[Records from a data source]
▼▼▼
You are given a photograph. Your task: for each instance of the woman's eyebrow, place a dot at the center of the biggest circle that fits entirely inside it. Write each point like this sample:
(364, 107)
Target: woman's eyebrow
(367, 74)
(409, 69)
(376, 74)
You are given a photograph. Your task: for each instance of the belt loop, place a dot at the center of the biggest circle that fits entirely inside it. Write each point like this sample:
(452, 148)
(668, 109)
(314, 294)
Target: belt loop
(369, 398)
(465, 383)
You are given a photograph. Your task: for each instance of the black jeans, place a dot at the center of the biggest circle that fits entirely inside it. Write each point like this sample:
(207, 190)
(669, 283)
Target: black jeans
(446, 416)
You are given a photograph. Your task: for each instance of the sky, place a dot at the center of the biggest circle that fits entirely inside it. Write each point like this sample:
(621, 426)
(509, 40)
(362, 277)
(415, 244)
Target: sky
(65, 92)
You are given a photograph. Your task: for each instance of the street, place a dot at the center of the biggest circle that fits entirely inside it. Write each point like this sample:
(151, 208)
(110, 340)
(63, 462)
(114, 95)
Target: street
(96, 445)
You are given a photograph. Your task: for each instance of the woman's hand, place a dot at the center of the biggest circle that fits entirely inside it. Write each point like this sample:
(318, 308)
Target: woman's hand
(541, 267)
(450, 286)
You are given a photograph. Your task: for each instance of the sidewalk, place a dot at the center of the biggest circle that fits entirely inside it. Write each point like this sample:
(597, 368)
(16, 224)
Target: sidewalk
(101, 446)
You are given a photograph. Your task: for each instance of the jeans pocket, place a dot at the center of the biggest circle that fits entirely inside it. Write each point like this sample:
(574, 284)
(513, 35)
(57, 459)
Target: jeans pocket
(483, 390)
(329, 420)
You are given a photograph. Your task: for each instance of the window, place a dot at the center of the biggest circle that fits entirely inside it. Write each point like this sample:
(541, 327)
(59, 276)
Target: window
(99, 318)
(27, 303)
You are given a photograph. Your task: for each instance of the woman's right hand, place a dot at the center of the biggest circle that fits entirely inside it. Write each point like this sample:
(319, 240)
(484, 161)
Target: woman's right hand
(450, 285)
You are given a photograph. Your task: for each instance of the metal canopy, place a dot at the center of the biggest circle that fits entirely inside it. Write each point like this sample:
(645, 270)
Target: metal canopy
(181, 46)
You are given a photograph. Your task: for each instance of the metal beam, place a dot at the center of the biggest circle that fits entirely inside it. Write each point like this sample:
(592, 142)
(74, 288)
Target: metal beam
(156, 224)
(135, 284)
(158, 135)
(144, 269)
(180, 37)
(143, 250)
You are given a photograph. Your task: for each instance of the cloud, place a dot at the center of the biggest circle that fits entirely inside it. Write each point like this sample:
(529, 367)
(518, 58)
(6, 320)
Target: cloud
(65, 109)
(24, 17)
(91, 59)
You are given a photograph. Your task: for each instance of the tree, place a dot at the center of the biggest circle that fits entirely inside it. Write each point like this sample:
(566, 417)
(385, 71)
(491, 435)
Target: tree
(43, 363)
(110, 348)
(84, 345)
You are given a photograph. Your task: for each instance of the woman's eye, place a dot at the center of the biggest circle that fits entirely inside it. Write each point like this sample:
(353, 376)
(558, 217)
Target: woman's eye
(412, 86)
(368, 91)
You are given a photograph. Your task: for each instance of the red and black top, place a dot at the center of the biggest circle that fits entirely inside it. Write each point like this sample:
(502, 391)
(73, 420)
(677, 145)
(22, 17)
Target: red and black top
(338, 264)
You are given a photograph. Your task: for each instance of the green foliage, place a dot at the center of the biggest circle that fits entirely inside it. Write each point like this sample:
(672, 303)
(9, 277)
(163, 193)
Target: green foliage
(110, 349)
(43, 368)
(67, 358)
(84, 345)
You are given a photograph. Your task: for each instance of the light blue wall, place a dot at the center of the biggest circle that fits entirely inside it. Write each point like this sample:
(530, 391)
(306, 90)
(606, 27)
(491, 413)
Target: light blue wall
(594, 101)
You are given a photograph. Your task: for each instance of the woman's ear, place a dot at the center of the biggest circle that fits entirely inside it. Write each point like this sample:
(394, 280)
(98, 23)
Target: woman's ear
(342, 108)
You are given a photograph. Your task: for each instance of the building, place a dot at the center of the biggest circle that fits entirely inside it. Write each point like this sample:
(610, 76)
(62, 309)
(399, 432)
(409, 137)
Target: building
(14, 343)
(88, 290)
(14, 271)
▲▲▲
- **What is being asked**
Word for word, set down the lines from the beginning of the records through the line that holds "the sidewalk, place". Leave out the rest.

- **The answer**
You are given a photograph. Your task: for each instance of the woman's eyebrow, place a dot at the center of the biggest circle that fits entirely inside it. Write each point like this sample:
(364, 107)
Target: woman's eyebrow
(367, 74)
(409, 69)
(376, 74)
You are given a photograph. Your task: for each instance of the belt loop, place a dot at the center of the biggest circle that fits entirely inside it. Write each point like this sample:
(452, 148)
(668, 109)
(314, 294)
Target: belt loop
(369, 398)
(465, 383)
You are given a photograph. Your task: for each instance of the black jeans, place a dot at the center of the biggest circle that fits entirely inside it. Write each point like this sample:
(207, 190)
(669, 283)
Target: black jeans
(446, 416)
You are given a photograph. Your task: for each instance of the sky, place a dot at the center of the biggest circle that fits entirely inside it. Write each point like this sample:
(621, 426)
(509, 40)
(362, 277)
(415, 244)
Target: sky
(65, 92)
You are given a photograph. Your task: for each instance of the street, place a dot at the center of the biggest circle that fits entirely inside it. Write each point like this sample:
(151, 208)
(110, 340)
(63, 462)
(114, 95)
Target: street
(96, 445)
You are given a photograph. Your task: for each instance of the woman's hand, place a dot at the center of the biggest circle that fits entirely inside it. Write each point like this sample:
(318, 308)
Target: woman's hand
(541, 267)
(450, 286)
You are given a photograph. Your task: for each instance of the sidewalk, place a dot at the center of the biggest circle that fits entirely inside it. Write each point like this sample:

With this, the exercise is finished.